* What to do *
What follows is a set of records, each of which is to be written out exactly.
________________
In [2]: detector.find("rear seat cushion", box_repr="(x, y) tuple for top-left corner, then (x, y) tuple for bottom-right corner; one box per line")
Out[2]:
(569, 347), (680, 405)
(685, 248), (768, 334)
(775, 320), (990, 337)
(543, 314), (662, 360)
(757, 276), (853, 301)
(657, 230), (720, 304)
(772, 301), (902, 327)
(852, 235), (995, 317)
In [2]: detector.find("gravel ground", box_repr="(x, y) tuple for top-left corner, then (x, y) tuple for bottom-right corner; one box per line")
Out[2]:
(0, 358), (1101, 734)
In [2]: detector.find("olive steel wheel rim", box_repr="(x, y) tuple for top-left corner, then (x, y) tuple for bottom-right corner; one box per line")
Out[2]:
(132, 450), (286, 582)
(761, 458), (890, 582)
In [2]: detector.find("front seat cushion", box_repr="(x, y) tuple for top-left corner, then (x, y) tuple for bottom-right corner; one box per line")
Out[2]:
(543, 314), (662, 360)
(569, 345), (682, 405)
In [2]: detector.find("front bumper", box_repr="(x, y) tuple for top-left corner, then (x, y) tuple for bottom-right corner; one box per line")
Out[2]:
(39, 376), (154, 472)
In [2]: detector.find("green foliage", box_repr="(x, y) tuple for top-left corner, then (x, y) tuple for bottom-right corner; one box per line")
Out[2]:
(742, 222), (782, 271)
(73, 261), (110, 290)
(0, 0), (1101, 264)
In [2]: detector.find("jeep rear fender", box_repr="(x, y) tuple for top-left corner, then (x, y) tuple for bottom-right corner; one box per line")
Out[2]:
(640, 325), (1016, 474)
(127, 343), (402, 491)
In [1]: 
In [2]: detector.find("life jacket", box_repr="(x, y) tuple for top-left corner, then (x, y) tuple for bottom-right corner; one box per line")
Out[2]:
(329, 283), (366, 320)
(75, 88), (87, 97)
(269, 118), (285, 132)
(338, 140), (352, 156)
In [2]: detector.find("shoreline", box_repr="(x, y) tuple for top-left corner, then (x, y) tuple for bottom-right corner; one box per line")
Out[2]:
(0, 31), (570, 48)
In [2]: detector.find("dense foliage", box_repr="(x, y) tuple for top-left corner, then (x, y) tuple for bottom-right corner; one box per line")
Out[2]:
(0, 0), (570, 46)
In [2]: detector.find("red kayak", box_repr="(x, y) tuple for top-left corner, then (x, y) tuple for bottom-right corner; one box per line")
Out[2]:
________________
* Result of this exercise *
In [2]: detector.find("rear seat cushion", box_repr="(x, y) tuple for top-left corner, then (x, y) tuple for bottom-right corner; one box per line")
Out[2]:
(569, 347), (680, 405)
(685, 248), (768, 334)
(775, 320), (990, 337)
(543, 314), (662, 360)
(757, 276), (853, 301)
(657, 230), (720, 304)
(772, 301), (902, 327)
(852, 235), (995, 317)
In [2]: detector.find("gravel ground", box_repr="(x, y) tuple for top-left corner, then (x, y) tuple for bottom-right corner; one box per line")
Out[2]:
(0, 358), (1101, 734)
In [2]: detector.find("olive steel wheel rim", box_repr="(x, y) tuple for top-left corner, then (x, y) tuple for bottom-right corner; one box per line")
Out[2]:
(132, 450), (286, 582)
(761, 458), (890, 582)
In [2]: detector.find("front seat cushion", box_repr="(x, y) tuple for top-left corner, then (x, y) tuple for bottom-right corner; one box per line")
Out[2]:
(543, 314), (662, 360)
(569, 345), (682, 405)
In [2]: detector.find("front bumper", box_repr="(x, y) tuple for top-left corner, then (x, y) tuple for bottom-right corner; one box per line")
Out[2]:
(39, 376), (154, 472)
In [2]: detector.find("green foliage", box_repr="(x, y) tuple for top-left corner, then (x, y) tuple for bottom-right corner; one box per line")
Out[2]:
(742, 222), (782, 271)
(73, 261), (110, 290)
(0, 0), (1101, 264)
In [2]: detector.find("jeep rear fender", box_repr="(x, y) tuple for top-left corner, then (x, y) tuple for bottom-right corner; one box per line")
Out[2]:
(640, 325), (1016, 474)
(127, 343), (402, 491)
In [1]: 
In [2]: detector.find("life jacket", box_repr="(x, y) tuple for top-left corner, then (x, y) tuple for bottom-right corner; one box per line")
Out[2]:
(329, 283), (366, 320)
(75, 88), (87, 97)
(269, 118), (285, 132)
(338, 140), (352, 156)
In [2]: detector.find("shoreline", box_repr="(x, y) tuple for top-left corner, then (x, y) tuple for bottom-right corner; one box per line")
Out[2]:
(0, 31), (570, 48)
In [2]: detector.find("dense foliage", box_repr="(x, y) tuple for top-left corner, then (x, y) tuple for bottom-right corner; one box per line")
Out[2]:
(0, 0), (570, 46)
In [2]: detector.find("red kayak", box_repr="(x, y) tuple for top-left corner, then (x, y) tuple for bottom-right corner; one box per line")
Out[2]:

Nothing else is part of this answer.